> **Task goal**
Update the listing from the line containing "Give the outline of every instance of the white" through the line containing "M255 153L249 162L249", replacing "hole" with "cutout" and keeping every other part of those lines the same.

─── Data records

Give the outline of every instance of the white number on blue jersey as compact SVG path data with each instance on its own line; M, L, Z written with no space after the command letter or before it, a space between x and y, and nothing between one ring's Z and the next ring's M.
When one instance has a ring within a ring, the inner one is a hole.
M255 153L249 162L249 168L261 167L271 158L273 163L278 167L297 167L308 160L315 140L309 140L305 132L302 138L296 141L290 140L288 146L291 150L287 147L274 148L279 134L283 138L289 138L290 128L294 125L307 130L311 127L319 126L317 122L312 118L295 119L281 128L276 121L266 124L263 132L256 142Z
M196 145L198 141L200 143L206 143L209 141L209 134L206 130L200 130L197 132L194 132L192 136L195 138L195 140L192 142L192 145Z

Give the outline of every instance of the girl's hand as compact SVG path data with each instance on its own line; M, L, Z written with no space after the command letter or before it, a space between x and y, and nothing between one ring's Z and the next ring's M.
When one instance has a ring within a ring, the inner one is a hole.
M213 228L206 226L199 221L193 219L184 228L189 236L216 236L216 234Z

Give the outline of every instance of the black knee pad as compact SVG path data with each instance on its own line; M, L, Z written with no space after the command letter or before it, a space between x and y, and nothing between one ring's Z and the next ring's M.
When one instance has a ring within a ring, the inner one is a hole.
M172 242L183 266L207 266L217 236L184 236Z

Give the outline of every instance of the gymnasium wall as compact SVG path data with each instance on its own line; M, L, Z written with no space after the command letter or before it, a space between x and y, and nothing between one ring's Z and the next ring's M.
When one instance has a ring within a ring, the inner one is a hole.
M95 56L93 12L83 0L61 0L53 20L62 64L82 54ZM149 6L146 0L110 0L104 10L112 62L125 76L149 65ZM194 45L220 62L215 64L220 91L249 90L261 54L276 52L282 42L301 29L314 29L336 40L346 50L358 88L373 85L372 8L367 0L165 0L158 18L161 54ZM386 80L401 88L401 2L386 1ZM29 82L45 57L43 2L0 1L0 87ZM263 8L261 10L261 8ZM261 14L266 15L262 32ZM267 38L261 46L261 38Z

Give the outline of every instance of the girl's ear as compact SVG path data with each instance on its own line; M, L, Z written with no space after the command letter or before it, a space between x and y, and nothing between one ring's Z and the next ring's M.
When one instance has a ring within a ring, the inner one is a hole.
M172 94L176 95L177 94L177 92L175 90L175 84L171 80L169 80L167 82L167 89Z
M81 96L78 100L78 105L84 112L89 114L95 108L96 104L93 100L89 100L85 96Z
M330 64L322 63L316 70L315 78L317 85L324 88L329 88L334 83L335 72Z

──────
─── Data records

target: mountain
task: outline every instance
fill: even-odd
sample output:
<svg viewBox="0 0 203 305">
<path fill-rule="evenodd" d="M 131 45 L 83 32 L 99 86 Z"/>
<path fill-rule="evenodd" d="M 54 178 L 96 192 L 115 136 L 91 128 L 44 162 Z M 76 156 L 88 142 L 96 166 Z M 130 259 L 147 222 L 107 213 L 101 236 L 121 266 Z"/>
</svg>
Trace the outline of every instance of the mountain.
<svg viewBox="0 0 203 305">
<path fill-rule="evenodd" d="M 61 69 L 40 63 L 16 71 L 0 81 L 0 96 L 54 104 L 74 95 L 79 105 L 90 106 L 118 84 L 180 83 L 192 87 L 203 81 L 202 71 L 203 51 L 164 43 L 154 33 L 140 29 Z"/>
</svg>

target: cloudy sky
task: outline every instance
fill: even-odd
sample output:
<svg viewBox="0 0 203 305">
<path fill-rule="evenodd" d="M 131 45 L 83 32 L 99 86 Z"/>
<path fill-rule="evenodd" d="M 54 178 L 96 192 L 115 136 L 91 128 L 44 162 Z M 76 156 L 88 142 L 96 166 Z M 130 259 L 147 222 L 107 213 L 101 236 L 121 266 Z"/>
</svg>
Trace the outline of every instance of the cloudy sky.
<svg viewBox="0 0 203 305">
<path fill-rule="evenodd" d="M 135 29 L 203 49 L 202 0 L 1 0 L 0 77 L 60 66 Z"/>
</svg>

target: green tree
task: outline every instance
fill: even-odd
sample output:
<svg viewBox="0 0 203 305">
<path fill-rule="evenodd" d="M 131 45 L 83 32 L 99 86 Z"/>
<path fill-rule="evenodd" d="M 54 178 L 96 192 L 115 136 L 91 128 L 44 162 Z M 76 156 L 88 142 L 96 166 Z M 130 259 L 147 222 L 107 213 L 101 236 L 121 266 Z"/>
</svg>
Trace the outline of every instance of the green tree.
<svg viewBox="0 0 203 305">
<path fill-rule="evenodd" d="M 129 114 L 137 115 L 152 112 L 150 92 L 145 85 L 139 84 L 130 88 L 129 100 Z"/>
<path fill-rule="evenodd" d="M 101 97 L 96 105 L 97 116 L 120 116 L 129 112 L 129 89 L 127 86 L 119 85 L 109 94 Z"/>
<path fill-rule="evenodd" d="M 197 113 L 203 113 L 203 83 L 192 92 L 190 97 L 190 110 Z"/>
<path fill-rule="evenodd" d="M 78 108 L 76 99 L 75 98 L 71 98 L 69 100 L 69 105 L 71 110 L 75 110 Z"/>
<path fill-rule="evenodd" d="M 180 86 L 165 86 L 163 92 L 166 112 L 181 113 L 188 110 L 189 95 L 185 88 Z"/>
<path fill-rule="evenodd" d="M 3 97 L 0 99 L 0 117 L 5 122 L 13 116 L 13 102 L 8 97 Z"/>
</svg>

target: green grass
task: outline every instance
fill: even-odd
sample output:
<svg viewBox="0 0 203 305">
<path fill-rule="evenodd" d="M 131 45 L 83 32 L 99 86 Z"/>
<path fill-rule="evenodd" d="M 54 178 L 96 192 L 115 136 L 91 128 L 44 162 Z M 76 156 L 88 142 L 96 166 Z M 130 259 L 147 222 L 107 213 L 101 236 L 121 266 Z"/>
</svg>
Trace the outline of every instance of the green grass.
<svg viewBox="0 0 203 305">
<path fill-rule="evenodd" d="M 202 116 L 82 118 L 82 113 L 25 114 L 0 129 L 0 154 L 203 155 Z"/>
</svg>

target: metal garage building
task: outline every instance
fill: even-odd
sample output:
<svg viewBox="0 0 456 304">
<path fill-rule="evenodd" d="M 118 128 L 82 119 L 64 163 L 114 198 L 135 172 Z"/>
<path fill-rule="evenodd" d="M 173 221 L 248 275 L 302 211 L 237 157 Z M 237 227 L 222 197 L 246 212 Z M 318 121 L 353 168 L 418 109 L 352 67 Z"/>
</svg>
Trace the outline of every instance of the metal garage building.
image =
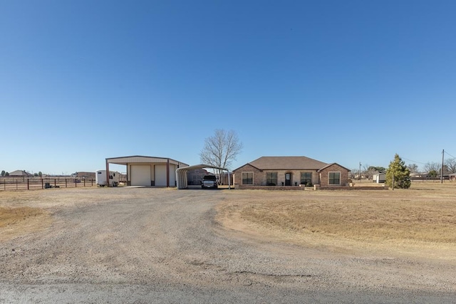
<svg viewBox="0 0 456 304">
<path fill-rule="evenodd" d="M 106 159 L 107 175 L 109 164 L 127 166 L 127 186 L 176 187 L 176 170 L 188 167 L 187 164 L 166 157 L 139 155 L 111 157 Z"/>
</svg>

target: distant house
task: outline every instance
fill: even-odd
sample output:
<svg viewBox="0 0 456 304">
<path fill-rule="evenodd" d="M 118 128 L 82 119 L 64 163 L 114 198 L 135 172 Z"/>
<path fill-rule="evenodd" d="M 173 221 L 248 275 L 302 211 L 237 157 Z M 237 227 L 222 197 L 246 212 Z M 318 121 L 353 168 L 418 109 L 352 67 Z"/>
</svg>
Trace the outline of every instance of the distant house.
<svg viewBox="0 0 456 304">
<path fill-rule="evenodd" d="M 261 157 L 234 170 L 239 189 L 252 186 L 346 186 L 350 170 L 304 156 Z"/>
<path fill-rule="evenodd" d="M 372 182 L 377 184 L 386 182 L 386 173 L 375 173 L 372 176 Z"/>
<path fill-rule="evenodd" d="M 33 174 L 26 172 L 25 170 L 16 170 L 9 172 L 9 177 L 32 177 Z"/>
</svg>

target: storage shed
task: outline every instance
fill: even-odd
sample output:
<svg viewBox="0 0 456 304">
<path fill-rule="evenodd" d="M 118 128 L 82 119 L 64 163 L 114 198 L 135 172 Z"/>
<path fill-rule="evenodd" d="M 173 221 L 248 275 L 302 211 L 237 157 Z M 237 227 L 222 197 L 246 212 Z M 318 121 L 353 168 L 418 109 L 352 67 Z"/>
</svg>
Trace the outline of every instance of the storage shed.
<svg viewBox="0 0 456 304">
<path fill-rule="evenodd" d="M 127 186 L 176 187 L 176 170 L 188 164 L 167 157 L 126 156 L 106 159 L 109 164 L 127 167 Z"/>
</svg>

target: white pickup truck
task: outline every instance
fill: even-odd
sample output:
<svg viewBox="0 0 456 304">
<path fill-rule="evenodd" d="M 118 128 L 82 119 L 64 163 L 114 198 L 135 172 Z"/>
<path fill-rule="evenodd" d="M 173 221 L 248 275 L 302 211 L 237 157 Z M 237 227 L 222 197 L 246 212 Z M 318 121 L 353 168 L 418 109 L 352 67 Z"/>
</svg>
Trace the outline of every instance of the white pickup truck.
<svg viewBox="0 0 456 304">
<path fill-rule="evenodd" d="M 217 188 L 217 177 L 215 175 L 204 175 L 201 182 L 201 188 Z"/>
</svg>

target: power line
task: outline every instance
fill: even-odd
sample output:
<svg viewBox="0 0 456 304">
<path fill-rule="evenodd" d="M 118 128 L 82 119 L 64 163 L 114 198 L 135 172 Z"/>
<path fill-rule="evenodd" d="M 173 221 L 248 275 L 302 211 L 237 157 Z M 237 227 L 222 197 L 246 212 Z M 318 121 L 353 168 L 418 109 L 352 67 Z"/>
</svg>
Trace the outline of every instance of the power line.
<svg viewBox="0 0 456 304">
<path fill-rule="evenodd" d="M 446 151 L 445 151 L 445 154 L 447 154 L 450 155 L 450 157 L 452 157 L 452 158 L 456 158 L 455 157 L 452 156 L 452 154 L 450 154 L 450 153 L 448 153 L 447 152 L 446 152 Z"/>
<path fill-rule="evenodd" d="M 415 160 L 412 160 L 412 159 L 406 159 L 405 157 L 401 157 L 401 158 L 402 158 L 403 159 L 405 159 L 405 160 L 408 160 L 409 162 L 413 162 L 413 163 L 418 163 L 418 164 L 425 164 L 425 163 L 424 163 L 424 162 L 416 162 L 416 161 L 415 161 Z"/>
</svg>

──────
─── Data records

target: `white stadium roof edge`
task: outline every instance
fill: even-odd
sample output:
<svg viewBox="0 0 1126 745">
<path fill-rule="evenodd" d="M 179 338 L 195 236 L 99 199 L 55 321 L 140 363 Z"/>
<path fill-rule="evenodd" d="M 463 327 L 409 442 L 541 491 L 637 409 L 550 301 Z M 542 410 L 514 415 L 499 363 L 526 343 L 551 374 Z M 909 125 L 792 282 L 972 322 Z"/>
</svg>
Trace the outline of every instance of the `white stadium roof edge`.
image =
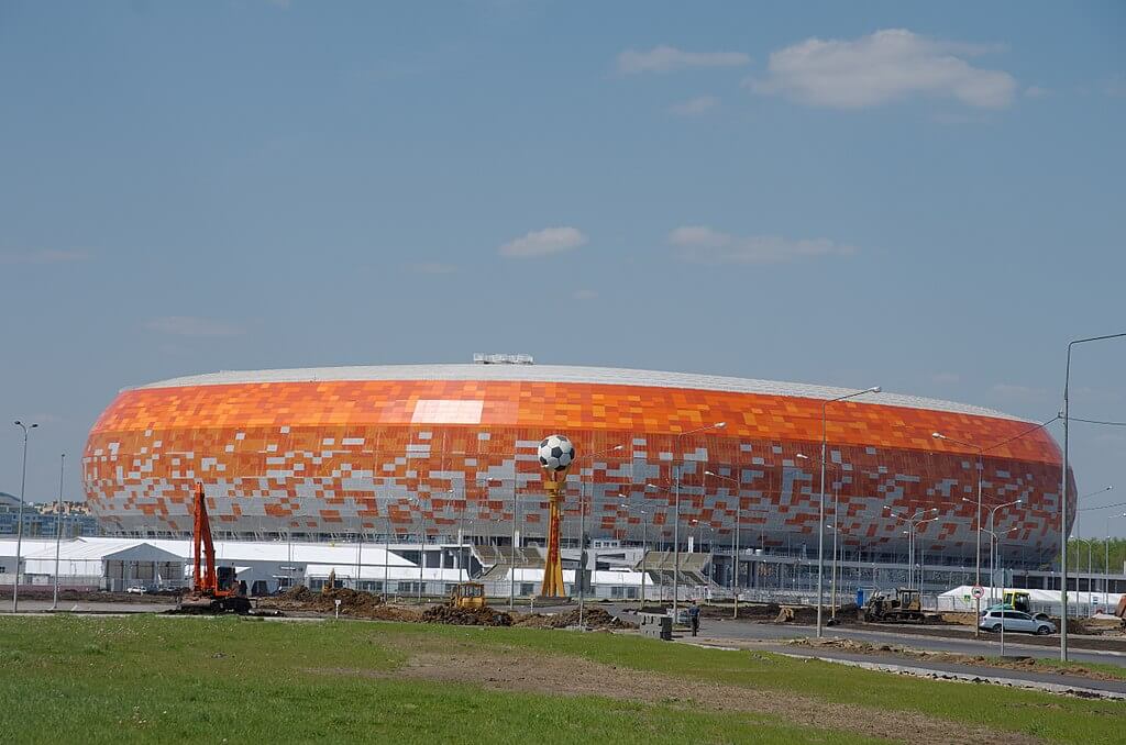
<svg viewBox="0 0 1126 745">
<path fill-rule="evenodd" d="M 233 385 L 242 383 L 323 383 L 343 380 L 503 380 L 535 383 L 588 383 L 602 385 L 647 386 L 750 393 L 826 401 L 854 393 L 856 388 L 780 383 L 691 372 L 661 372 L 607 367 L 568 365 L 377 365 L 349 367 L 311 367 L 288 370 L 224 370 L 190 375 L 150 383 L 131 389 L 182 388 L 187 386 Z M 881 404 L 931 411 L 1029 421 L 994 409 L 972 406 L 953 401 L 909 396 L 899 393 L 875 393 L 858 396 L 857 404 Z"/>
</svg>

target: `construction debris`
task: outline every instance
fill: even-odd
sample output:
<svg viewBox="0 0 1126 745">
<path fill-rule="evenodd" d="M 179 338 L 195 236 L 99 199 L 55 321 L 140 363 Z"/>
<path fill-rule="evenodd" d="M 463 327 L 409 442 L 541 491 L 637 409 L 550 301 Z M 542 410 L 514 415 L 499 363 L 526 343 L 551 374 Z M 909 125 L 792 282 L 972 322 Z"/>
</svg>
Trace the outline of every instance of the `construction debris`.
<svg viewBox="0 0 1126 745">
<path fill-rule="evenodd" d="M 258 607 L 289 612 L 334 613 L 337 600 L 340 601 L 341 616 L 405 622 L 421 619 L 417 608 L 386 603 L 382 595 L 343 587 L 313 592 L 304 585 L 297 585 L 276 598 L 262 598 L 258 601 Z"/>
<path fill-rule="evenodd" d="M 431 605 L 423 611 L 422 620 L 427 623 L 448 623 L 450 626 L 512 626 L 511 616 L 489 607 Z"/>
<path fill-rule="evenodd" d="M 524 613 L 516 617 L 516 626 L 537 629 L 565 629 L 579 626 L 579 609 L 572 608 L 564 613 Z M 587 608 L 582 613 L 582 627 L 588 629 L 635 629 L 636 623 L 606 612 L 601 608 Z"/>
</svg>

──────

> **Reply to the task**
Give the outline of every instance of the white number on blue jersey as compact SVG path data with each instance on its own line; M, L, Z written with no space after the command letter or before it, a space between x and y, and nothing between one ring's Z and the next ring's M.
When one instance has a ring within a ring, the inner one is a cutout.
M255 153L249 162L249 168L261 167L271 158L273 163L278 167L297 167L308 160L315 140L309 140L305 132L302 138L296 141L290 140L288 146L291 150L287 147L274 148L279 134L283 138L289 138L290 128L294 125L307 130L311 127L319 126L317 122L312 118L295 119L281 128L276 121L266 124L263 132L256 142Z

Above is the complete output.